» Instructions to follow
The data below is to be returned in full and exactly.

------------------------------------------------------------------------

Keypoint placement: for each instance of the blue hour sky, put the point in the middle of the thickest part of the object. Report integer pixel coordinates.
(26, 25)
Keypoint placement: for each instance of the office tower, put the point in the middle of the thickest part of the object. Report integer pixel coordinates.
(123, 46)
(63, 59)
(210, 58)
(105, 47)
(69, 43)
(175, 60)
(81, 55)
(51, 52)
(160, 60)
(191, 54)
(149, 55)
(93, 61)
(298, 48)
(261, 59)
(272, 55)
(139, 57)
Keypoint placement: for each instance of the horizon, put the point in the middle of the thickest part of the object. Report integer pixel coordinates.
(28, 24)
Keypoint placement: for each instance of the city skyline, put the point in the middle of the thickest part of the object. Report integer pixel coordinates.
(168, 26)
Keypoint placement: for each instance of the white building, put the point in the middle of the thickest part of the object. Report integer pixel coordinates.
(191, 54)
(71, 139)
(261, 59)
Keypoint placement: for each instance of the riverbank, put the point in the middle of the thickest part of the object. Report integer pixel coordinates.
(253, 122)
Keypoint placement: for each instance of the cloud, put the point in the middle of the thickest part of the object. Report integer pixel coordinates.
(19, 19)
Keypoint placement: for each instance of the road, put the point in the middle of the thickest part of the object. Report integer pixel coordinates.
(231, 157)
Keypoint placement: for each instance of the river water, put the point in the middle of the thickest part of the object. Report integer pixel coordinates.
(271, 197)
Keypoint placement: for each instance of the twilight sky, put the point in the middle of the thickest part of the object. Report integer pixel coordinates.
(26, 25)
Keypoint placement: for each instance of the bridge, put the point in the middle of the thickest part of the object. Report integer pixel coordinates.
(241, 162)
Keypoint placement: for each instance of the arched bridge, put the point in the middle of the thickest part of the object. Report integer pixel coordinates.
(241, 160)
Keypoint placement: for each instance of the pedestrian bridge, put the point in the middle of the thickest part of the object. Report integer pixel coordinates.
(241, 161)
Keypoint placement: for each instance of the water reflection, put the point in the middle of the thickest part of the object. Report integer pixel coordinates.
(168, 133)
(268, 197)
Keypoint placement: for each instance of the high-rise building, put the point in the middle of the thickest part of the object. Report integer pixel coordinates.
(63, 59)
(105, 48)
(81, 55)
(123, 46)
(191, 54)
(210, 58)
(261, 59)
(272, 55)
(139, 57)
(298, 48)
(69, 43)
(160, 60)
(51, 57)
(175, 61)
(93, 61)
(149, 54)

------------------------------------------------------------------------

» Finished answer
Keypoint placement: for each instance of the blue hour sky, put the point in the middle of the thickest part of the object. Report integer pixel coordinates.
(26, 25)
Keypoint placement: for each instance of the office tower, put the point in the middle of the thickest part of the object. Report integer pixel coordinates.
(123, 46)
(63, 59)
(210, 58)
(105, 47)
(69, 43)
(175, 60)
(81, 55)
(51, 52)
(160, 60)
(191, 54)
(149, 55)
(93, 61)
(298, 48)
(261, 59)
(272, 55)
(139, 57)
Keypoint placement: for each instance of the horizon, put the point in the middle of the thickest part of the object. Report integer pixel coordinates.
(28, 24)
Keypoint placement: for each instance of the city skyline, put the point in the middle of the thickest part of the object. Report integer pixel coordinates.
(168, 26)
Keypoint placement: for each instance of the white building, put the point in the middle of the thickest part of the object. Report integer pixel coordinates.
(191, 54)
(71, 139)
(261, 59)
Keypoint placement: for each instance of the riverbank, put the point in the middle of the thickest part of the object. Report integer pixel coordinates.
(253, 122)
Keypoint placement: for each instance of the cloud, put the point in the middle of the thickest part of the object. Report integer pixel coordinates.
(19, 19)
Keypoint placement: for each instance of the road, put the point in the middle of the thickest part of the object. Report integer pixel coordinates.
(231, 157)
Keypoint placement: for each instance of the river water, put the point in the middle of the thickest part of the object. Report integer pixel coordinates.
(271, 197)
Keypoint placement: for each instance of the twilight sky, put the point in the middle of the thickest part of the object. Report integer pixel coordinates.
(26, 25)
Keypoint placement: for each instance of the bridge, put the point in the middle of the thickest part of the object. Report integer pixel coordinates.
(241, 162)
Keypoint placement: for each instance of the arched bridge, put the point in the middle of the thickest part of the object. Report integer pixel coordinates.
(241, 160)
Keypoint placement: for each instance of the pedestrian bridge, put the point in the middle of the thickest part of the object. Report integer pixel coordinates.
(241, 161)
Keypoint placement: for each instance of the water reflection, put the point in the middle of the thickest part of the object. Report integer pixel coordinates.
(168, 133)
(268, 197)
Keypoint placement: for each instance of the high-rise building, put the point in the middle of the thickest part of the object. Report integer pixel coordinates.
(63, 59)
(105, 48)
(81, 55)
(123, 46)
(191, 54)
(210, 58)
(261, 59)
(272, 55)
(139, 57)
(298, 48)
(69, 43)
(160, 60)
(51, 57)
(175, 61)
(93, 61)
(149, 54)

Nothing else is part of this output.